(Excerpt from Giving Back)
Stanford Grads Lead Building of Hospital in India
Five twenty-something Stanford alumni, united by their student volunteering experience in India over the course of a decade, hatched a plan to help meet one of the key needs for the Indian state of Jharkhand: local medical care. Nearly one hundred thousand villagers have to travel three hours or more to get to the hospital at the state capital. Building a local health center would provide timely care that could save lives and double as a community center for health-education programs. Despite their busy professional lives and living spread out across the United States, the cofounders of Hospital for Hope kept at their dream. They started off by raising more than $100,000 for the construction costs through their online efforts, happy hours, and gala events, learning to partner with other nonprofits to pull together the large events. They worked with One World Children’s Fund (their fiscal agent), Construction for Change (to do the building), and Jagriti Vihara (JV), the local nongovernmental organization that will work with other community partners to run the hospital.

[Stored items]
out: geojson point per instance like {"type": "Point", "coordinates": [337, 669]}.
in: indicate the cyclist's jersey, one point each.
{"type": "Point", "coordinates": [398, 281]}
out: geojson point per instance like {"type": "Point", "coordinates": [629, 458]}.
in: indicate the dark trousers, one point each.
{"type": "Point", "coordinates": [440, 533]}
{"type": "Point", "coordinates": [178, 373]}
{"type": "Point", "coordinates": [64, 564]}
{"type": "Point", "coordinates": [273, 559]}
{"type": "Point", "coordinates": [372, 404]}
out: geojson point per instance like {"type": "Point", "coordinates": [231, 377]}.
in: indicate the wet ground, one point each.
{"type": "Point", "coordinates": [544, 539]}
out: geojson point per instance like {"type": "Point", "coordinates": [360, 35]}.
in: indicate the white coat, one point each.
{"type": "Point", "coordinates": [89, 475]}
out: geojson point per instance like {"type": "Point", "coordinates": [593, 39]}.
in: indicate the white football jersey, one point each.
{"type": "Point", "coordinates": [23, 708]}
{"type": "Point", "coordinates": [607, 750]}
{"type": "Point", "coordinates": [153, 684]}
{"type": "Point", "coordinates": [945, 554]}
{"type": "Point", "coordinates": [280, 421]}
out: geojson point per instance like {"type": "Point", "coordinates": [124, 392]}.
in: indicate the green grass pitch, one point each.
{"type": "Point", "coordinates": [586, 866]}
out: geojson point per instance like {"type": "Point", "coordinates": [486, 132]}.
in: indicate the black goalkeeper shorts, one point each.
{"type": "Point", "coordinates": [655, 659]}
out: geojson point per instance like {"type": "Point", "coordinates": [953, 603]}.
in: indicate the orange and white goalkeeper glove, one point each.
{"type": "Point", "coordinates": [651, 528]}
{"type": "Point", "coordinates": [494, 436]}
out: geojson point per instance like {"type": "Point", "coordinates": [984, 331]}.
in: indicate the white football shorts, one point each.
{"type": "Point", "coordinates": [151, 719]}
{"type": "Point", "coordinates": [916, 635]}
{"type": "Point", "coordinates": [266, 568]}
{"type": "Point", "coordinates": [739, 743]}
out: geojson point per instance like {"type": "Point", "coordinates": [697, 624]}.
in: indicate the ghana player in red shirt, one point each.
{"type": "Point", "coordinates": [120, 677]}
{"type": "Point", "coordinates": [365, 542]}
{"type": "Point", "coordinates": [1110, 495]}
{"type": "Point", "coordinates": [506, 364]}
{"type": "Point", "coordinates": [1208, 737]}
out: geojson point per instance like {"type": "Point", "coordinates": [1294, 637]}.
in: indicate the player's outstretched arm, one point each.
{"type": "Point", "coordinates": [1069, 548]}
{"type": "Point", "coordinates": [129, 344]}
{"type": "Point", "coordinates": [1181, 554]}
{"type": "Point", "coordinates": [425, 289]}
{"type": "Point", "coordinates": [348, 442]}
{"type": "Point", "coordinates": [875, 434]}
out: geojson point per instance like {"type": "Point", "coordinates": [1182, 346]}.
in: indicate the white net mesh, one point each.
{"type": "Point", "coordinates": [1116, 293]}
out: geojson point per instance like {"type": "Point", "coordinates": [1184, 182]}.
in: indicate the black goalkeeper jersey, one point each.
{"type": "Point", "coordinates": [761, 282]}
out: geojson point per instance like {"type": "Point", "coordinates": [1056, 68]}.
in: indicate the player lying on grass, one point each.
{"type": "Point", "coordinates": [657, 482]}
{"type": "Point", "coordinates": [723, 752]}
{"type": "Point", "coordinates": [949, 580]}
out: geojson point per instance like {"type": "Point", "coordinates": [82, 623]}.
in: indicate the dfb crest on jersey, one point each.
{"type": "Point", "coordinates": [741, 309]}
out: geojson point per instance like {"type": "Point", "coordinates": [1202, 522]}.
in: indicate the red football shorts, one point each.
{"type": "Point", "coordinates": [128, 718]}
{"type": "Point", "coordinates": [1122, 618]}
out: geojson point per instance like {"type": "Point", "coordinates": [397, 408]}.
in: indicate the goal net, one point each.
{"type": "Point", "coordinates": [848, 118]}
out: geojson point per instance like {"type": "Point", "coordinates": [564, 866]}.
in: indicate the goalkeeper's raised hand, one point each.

### EXERCISE REQUIREMENTS
[1] According to the Hospital for Hope excerpt, which organization acted as the cofounders' fiscal agent?
[2] Carry on the Hospital for Hope excerpt from its final sentence.
The records play no part in what follows and may be disregarded.

### REPLIES
[1] One World Children's Fund served as their fiscal agent.

[2]
With the initial money raised and construction underway, the Hospital for Hope team has entered a new phase, planning for the staffing, operations, and ensuring the sustainability of the hospital. Now taking the role of consultants to JV, they’ve researched the best models for hospitals in developing areas, along with pitfalls to avoid. The project has provided valuable real-world experience in all the skills required to carry out a complex project: visioning and planning, implementation, partnering, and management. These skills have transferred to their day jobs, but the most valuable part of their volunteer experience was the inspiration of working with people so committed to helping others. As cofounder Golda Philip says,
We were searching for what we wanted to do, a sense of purpose and vocation. JV gave us a model. . . . It provided inspiration for all of us at an early, critical stage of development as professionals and global citizens responsible to the people around us.